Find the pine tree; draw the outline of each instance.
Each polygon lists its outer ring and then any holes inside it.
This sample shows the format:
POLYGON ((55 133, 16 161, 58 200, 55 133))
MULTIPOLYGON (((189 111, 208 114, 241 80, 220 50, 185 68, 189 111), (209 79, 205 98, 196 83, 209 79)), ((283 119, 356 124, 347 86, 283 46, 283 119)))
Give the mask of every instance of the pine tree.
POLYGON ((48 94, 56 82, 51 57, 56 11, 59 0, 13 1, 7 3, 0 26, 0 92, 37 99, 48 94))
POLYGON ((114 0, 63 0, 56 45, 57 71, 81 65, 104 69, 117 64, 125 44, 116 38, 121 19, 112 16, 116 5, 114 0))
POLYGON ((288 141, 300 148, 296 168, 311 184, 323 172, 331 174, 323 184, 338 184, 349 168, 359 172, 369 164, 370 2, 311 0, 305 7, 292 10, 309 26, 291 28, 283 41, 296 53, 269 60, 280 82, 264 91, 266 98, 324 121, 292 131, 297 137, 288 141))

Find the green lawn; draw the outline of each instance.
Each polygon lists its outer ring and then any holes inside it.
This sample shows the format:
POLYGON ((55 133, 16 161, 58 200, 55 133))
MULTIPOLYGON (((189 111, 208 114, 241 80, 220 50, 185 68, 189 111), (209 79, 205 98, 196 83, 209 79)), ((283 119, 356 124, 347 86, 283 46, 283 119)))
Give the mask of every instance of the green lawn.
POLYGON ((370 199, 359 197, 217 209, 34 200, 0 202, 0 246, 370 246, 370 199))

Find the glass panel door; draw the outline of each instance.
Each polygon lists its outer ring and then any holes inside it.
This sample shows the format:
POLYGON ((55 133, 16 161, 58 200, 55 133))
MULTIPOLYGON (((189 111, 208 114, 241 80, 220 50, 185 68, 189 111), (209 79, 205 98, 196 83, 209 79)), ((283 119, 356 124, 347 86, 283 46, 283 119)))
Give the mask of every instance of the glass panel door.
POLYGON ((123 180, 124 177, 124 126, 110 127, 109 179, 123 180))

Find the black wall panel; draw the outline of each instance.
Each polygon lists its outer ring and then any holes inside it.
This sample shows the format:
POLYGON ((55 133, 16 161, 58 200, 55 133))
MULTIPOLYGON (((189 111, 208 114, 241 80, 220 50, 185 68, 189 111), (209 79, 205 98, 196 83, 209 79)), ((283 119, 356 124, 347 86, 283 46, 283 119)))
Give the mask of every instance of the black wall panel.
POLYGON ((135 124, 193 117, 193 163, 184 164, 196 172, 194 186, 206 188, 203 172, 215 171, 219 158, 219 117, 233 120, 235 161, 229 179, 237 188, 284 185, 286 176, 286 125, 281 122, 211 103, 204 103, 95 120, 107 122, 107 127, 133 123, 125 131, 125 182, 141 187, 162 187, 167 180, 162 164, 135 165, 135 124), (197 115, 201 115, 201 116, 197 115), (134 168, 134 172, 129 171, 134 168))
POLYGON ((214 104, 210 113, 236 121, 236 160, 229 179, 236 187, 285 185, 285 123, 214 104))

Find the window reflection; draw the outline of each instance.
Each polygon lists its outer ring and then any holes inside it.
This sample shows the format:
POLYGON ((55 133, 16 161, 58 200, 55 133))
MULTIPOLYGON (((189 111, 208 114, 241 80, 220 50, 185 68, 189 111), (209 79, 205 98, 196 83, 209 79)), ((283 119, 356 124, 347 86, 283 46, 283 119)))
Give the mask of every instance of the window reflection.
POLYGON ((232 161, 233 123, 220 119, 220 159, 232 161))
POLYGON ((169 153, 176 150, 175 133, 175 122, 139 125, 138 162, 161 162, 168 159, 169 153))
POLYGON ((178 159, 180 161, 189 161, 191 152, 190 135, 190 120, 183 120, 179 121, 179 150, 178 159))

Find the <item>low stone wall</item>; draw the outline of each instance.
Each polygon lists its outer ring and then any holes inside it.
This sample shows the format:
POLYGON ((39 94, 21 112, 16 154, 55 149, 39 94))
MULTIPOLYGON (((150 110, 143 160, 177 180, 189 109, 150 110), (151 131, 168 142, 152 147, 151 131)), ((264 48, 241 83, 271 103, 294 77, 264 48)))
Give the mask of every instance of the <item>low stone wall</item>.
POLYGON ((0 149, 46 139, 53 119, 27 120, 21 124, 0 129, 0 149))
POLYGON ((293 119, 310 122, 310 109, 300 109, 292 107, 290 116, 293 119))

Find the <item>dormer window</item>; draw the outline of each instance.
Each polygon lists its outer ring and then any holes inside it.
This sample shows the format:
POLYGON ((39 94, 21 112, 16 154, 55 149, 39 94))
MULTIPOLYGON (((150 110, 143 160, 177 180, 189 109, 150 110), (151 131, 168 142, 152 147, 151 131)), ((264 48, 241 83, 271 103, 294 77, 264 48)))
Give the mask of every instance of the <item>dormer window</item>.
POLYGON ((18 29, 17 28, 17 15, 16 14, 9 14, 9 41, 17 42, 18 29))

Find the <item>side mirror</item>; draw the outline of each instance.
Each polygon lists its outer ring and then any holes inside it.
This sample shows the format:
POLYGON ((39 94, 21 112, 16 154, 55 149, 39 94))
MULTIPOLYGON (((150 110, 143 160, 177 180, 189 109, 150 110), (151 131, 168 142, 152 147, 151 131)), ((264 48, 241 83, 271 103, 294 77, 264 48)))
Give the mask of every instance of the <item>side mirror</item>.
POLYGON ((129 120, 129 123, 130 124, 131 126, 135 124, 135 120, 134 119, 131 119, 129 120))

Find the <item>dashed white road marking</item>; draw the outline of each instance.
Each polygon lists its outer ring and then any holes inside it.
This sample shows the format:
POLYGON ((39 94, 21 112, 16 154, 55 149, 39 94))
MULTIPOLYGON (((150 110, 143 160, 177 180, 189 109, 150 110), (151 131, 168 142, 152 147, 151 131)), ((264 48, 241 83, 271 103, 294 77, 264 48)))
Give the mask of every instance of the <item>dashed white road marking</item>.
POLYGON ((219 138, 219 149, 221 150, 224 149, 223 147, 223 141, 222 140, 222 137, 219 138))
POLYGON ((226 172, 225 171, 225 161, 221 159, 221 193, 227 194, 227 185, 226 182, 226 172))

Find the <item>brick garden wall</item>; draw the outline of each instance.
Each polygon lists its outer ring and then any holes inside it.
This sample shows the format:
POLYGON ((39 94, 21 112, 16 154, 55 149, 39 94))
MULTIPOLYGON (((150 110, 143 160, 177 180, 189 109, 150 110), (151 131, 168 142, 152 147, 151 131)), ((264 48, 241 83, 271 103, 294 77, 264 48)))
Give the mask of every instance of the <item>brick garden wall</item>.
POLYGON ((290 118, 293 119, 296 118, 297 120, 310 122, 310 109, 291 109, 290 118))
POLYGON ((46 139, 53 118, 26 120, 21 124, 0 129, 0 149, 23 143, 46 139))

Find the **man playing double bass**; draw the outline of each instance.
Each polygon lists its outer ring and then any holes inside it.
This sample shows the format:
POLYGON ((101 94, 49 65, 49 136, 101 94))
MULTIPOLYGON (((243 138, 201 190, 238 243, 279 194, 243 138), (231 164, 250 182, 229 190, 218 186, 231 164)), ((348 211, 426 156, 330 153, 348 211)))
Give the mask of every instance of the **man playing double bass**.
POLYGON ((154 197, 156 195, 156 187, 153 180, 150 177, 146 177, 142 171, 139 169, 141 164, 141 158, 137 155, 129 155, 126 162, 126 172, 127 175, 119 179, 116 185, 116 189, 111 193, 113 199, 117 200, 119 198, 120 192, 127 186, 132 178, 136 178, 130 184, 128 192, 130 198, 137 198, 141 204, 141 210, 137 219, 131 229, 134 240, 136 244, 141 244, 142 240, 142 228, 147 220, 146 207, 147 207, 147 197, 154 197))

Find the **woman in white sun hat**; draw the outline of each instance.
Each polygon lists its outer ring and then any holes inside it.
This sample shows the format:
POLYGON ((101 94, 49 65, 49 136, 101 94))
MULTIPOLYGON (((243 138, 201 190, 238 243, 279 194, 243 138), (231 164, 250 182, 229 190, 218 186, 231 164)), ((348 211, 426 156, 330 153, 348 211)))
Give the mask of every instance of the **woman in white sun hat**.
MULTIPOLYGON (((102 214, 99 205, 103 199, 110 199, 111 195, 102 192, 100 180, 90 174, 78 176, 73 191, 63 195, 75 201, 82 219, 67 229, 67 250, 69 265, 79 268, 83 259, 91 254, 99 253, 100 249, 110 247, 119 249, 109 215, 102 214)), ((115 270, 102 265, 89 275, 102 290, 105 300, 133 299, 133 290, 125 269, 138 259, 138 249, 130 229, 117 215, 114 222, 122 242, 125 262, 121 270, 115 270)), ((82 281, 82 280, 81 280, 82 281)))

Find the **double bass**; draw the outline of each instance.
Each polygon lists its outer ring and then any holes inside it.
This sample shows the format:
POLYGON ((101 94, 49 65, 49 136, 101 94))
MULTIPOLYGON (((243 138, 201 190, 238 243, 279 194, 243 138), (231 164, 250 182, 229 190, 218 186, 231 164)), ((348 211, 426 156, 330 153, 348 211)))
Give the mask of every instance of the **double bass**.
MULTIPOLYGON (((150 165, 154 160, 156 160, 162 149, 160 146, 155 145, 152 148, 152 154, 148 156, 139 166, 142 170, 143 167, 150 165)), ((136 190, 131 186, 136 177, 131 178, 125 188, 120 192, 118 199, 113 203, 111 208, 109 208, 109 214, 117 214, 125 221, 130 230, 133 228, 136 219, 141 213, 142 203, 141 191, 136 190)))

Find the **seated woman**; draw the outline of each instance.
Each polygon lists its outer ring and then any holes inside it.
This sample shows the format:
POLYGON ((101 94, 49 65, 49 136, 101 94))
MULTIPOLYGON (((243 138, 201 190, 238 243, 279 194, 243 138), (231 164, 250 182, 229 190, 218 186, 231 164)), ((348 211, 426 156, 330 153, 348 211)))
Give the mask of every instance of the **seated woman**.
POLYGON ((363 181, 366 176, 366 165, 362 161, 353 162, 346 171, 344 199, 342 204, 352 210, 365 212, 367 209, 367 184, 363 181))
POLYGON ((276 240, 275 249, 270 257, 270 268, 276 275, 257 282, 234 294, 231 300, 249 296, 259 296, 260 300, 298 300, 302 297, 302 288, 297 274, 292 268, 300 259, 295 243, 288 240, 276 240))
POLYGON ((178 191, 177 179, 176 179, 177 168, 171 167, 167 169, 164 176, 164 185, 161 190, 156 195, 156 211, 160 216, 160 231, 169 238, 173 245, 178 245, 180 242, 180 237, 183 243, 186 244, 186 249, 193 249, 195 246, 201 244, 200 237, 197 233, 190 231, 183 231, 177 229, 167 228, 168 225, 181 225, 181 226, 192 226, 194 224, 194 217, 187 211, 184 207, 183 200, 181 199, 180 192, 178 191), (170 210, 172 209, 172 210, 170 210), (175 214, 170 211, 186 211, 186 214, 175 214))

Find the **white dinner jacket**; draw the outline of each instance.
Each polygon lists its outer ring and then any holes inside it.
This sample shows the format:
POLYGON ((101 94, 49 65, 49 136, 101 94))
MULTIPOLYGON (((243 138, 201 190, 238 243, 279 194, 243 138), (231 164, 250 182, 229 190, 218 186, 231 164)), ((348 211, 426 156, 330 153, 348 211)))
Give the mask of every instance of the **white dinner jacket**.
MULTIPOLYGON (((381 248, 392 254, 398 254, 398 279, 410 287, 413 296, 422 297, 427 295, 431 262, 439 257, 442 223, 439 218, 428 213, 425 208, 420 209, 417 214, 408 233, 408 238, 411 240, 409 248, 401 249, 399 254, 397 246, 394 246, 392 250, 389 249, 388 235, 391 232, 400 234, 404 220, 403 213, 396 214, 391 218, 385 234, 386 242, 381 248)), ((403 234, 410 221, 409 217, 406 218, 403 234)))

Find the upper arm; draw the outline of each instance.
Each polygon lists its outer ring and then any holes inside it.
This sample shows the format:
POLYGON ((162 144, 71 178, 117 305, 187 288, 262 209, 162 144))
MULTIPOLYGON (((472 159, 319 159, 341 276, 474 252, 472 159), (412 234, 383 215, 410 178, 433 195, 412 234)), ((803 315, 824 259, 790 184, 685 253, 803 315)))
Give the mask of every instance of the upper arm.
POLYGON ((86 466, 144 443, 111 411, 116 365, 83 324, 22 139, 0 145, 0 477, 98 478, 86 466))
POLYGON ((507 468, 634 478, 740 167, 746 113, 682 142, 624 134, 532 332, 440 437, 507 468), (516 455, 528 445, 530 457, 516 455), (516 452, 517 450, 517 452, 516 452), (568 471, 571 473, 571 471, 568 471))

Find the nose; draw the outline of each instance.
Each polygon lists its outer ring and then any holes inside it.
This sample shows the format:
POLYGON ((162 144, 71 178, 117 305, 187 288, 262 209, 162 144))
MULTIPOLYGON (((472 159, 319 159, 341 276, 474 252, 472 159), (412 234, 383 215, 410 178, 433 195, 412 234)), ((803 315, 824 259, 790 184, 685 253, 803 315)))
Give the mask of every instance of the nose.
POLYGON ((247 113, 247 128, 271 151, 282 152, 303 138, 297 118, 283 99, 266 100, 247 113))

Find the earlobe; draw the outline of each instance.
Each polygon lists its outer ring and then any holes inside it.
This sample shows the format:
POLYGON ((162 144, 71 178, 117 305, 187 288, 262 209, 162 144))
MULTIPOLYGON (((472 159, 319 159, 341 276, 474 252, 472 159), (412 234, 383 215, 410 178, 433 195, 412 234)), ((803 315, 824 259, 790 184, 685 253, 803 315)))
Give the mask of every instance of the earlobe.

------------------------------------

### GOAL
Please copy out the lines word for word, beginning at the line that contains "Find the window" and stopping after the line that contains "POLYGON ((178 159, 180".

### THE COMPLETED TASK
Find the window reflection; draw the outline of each instance.
Each polygon lists its outer ring and then any holes inside it.
This sample shows the format:
POLYGON ((55 133, 16 161, 58 200, 55 133))
MULTIPOLYGON (((189 111, 208 114, 241 80, 220 50, 185 68, 189 111), (209 79, 205 98, 196 83, 209 79)), ((283 119, 356 124, 347 86, 283 46, 283 119)))
Give the mask of every instance of the window reflection.
POLYGON ((232 161, 233 123, 220 119, 220 159, 232 161))
POLYGON ((169 153, 176 150, 175 133, 175 122, 139 125, 138 162, 161 162, 168 159, 169 153))
POLYGON ((178 159, 180 161, 189 161, 191 152, 190 135, 190 120, 183 120, 179 121, 179 150, 178 159))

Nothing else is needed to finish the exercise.